Top of DATA TO EXAMINE
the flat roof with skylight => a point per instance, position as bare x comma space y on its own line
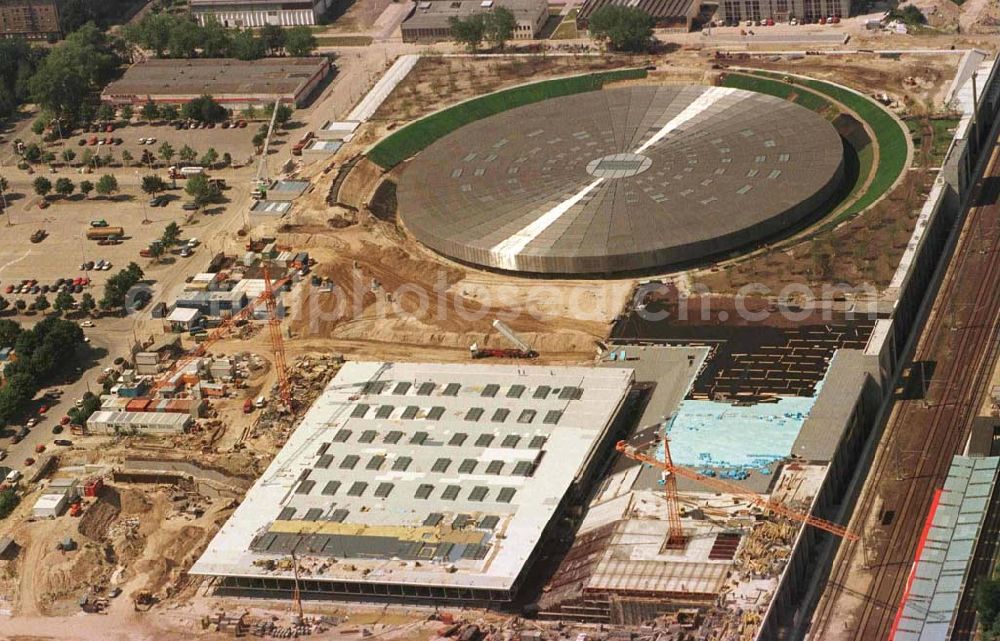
421, 480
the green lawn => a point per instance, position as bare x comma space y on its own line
567, 28
343, 41
892, 147
890, 137
412, 138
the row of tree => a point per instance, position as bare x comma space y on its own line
63, 302
172, 36
106, 186
42, 352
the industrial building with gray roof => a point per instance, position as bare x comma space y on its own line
421, 481
623, 179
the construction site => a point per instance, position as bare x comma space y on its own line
485, 372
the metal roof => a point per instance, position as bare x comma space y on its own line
640, 177
377, 496
944, 561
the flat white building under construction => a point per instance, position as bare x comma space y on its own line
420, 482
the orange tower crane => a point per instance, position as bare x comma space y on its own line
277, 342
723, 486
222, 330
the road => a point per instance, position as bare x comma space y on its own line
868, 578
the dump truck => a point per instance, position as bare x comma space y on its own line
102, 233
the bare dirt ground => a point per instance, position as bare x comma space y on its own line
867, 247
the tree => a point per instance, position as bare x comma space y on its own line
42, 186
150, 111
166, 152
210, 158
105, 113
622, 28
204, 109
153, 185
200, 190
499, 26
9, 331
64, 187
32, 153
107, 185
909, 14
988, 602
168, 112
468, 31
245, 46
87, 303
170, 235
300, 41
273, 37
64, 302
258, 140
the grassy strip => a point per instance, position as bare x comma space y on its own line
343, 41
891, 138
417, 135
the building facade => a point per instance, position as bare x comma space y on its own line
781, 10
670, 15
257, 13
30, 19
431, 20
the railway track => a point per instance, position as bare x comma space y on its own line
869, 576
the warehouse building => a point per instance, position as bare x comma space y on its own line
431, 21
122, 422
29, 19
257, 13
237, 84
424, 482
675, 15
781, 10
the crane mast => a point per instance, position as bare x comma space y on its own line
729, 488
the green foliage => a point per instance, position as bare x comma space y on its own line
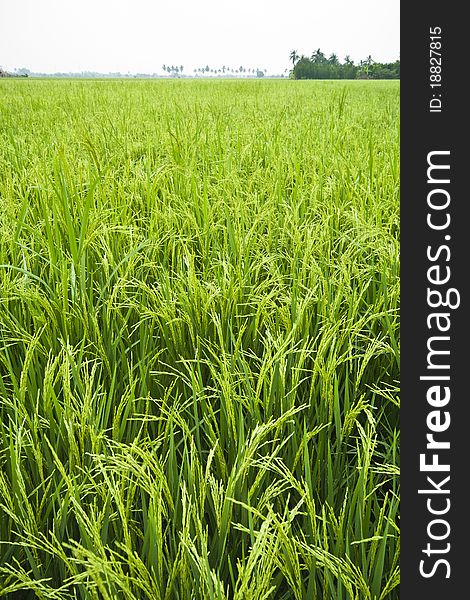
320, 67
199, 340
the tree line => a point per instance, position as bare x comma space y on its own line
319, 66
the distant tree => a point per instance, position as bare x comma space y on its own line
318, 57
294, 57
333, 60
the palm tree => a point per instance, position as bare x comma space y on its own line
318, 56
294, 57
333, 60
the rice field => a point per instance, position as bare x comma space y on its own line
199, 340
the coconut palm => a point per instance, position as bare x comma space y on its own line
294, 57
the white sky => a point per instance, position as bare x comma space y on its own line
142, 35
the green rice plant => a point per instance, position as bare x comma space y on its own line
199, 340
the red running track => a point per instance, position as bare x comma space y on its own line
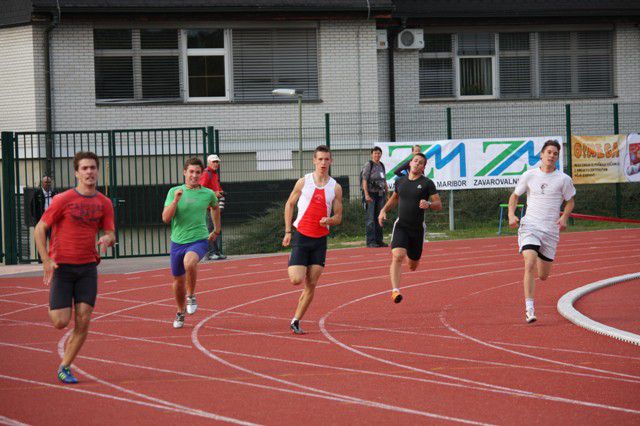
456, 350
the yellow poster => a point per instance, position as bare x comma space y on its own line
605, 159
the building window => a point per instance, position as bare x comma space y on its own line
136, 65
576, 64
436, 67
266, 59
196, 64
207, 64
517, 65
476, 57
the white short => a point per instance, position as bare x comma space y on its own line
546, 241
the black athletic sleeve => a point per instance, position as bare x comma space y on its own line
431, 189
401, 168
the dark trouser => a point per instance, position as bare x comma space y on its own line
374, 230
215, 247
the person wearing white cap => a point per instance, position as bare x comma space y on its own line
210, 178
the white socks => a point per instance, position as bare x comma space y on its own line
528, 303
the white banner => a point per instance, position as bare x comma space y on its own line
470, 163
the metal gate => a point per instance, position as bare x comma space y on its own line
137, 168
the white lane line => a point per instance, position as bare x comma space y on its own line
10, 422
443, 320
25, 292
547, 348
497, 364
515, 391
189, 411
344, 398
155, 401
566, 309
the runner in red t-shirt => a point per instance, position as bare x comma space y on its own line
70, 265
316, 195
210, 178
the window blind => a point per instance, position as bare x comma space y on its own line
265, 59
515, 70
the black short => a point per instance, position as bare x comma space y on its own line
74, 284
410, 239
306, 251
536, 248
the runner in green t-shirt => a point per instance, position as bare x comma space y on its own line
186, 208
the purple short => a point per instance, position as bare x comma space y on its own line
178, 251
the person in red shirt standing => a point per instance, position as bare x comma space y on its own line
210, 178
70, 264
316, 195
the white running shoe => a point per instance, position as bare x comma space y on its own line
192, 304
530, 316
179, 321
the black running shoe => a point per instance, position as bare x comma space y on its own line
295, 328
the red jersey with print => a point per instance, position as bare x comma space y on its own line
210, 179
314, 204
74, 220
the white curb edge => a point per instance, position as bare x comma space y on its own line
566, 309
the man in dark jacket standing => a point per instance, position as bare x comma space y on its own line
374, 188
42, 198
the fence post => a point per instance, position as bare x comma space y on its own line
567, 118
8, 198
327, 129
452, 225
616, 131
210, 143
113, 194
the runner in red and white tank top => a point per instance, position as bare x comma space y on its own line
314, 204
319, 200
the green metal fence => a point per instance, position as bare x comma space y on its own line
260, 164
137, 167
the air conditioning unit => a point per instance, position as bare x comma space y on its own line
381, 39
412, 38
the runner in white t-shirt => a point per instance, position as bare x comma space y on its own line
Bottom of DATA TO EXAMINE
## PROBLEM DESCRIPTION
In your copy, every entry above must match word for word, and no picture may appear.

## ANSWER BELOW
the flat roof with skylight => a point per instance, position as bare x comma space y on its own line
421, 480
the green lawn => a point per instance, position as bare x comma space y on its own line
567, 28
343, 41
892, 147
890, 137
412, 138
the row of tree => a point per instance, position as bare x comma space y on its own line
63, 302
172, 36
106, 186
42, 352
the industrial building with gray roof => a point per instance, position as bare x comma space y on its own line
421, 481
623, 179
the construction site => a point per instance, position as bare x comma space y on its own line
485, 372
the metal roof => a point per instance, position as bare x comma space y on its own line
640, 177
377, 496
944, 561
the flat white building under construction => a point per instance, position as bare x comma space y on its own line
420, 482
the orange tower crane => a point per instance, position as bare x comma space y on its own line
277, 342
723, 486
222, 330
the road => a point per instance, position as bare x comma space y on its own line
868, 578
the dump truck => a point per instance, position as bare x comma space y on its own line
102, 233
the bare dirt ground => a point per instance, position as bare x comma space y on its own line
867, 247
the tree => a point per instance, position as bare x comma space y on its own line
42, 186
150, 111
166, 152
210, 158
105, 113
622, 28
204, 109
153, 185
200, 190
499, 26
9, 331
64, 187
32, 153
107, 185
909, 14
988, 602
168, 112
468, 31
245, 46
87, 303
170, 235
300, 41
273, 37
64, 302
258, 140
the grassy strip => a point per instance, position as bare x comma space y on its own line
343, 41
891, 138
417, 135
the building facade => a point per instance, position as bare x comma space y on its own line
781, 10
670, 15
257, 13
30, 19
431, 20
the railway track => a point per instance, position as bare x comma space y on its own line
869, 576
the warehouse building => a point per instance, position as bare x comma space y on its own line
431, 21
122, 422
29, 19
257, 13
237, 84
424, 482
675, 15
781, 10
the crane mast => a point per instance, position as bare x comma space y on its own line
729, 488
the green foliage => a point per instance, position as bare x comma space y on its own line
320, 67
199, 340
the tree line => a point per instance, position as bare x comma space y on its own line
319, 66
the distant tree => a point per instance, position as bare x comma space y on its own line
318, 57
294, 57
333, 60
the palm tree => a point per instance, position as bare x comma space y on its own line
318, 56
294, 57
333, 60
the rice field => a point per instance, position as bare x comma space y on its own line
199, 340
the coconut palm => a point per instance, position as bare x comma space y on its own line
294, 57
the white sky => a point per instance, position as bare x comma space y on its own line
142, 35
the green rice plant => a point per instance, position as bare x comma space y on its own line
199, 340
the red running track => a point per instance, position as bare x comma space y on its own line
456, 350
the yellow poster => a point per instance, position as bare x comma space y on its own line
605, 159
the building window => a point per instance, position as bare x comma space y on its own line
136, 65
576, 64
436, 67
266, 59
196, 64
207, 64
517, 65
476, 57
the white short => a point per instance, position as bare x comma space y on its own line
546, 241
the black athletic sleeve => a point per instance, position as bare x comma space y on its own line
431, 189
401, 168
the dark trouser => a point per instance, position as bare x comma space y on its own line
374, 230
215, 247
the person wearing white cap => a point per instance, position as bare x comma space y on its own line
210, 178
the white socks => a point per instance, position as bare x comma space y on its own line
528, 303
the white banner => a point per instance, position as bare x comma space y on its own line
470, 163
the metal gate => a point per instance, position as bare x comma space y on its own line
137, 168
the white lane line => a point per instance, position as bare x comma space y on its own line
10, 422
443, 320
25, 292
547, 348
497, 364
515, 391
189, 411
344, 398
155, 401
566, 309
the runner in red t-shirt => a point per instance, position as bare x comma space y on its own line
70, 265
316, 195
210, 178
the window blind => a point per instance, position as bare x comma space y on its own line
265, 59
515, 70
the black short => a point per instance, position as bare x comma space y on its own line
74, 284
410, 239
306, 251
536, 248
the runner in green t-shirt => a point per instance, position as bare x comma space y on its own line
186, 208
the purple short => a point per instance, position as bare x comma space y on its own line
178, 251
the person in red shirt standing => a point per instance, position as bare x comma space y on its own line
210, 178
70, 264
316, 195
the white running shoe => a point per instance, position as bare x comma space y on its own line
192, 304
530, 316
179, 321
the black running shoe => a point per instance, position as bare x comma space y on its own line
295, 328
the red jersey with print => a point per instance, position as bare x comma space y on its own line
210, 179
314, 204
74, 220
the white curb edge => a point per instance, position as bare x comma space y on its own line
566, 309
the man in dark jacket standing => a point per instance, position as bare x comma space y on its own line
374, 188
42, 198
the fence post => a point per instance, position as bare x comma space y on its own line
567, 118
8, 198
327, 129
452, 225
616, 131
210, 143
113, 194
the runner in red and white tank top => a point per instance, position as bare x comma space y on its own line
314, 204
319, 200
the green metal fence => a point per instance, position as bare x comma space y on its own line
260, 164
137, 167
the air conditioning unit => a point per instance, position as bare x comma space y on its own line
381, 39
412, 38
the runner in white t-shirt => a point per instance, position as bare x comma space y on its own line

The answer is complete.